* _The task_: Pull out every line in the data that has the string "runs" in it.

(Referring expression pointing data)

──────────────────────────────

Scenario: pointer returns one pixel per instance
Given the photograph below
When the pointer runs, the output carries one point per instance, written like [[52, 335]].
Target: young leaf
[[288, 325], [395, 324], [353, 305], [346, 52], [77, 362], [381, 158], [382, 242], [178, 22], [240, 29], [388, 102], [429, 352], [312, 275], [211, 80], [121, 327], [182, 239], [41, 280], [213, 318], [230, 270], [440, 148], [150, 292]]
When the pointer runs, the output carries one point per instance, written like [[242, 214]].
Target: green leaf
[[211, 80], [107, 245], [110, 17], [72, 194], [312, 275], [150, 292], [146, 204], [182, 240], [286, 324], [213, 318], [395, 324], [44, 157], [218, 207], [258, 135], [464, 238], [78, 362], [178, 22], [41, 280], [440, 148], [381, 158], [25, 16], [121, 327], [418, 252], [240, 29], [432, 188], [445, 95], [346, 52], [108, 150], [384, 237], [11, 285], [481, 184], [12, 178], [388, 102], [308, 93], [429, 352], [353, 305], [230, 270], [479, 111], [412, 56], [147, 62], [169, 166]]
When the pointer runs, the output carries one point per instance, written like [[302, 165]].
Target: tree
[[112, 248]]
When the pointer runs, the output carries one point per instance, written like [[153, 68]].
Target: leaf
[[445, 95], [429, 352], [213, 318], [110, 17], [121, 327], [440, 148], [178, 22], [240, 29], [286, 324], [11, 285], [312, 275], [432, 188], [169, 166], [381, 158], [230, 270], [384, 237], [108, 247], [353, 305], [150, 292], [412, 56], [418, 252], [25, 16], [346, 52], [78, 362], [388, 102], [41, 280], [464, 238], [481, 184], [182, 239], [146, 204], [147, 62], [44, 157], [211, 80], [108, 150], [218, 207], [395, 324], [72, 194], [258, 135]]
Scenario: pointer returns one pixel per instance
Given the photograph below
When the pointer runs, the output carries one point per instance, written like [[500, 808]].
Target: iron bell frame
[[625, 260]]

──────────────────────────────

* _Response_:
When the pointer runs, the output carries one point per instance, written like [[52, 335]].
When the pointer runs, the output carries one point per instance, written like [[242, 214]].
When the pointer runs, the output carries one point per instance, written like [[302, 165]].
When the pointer runs, the output carries one point per instance, written like [[153, 68]].
When the pointer runs, the output carries one point per instance, written like [[500, 808]].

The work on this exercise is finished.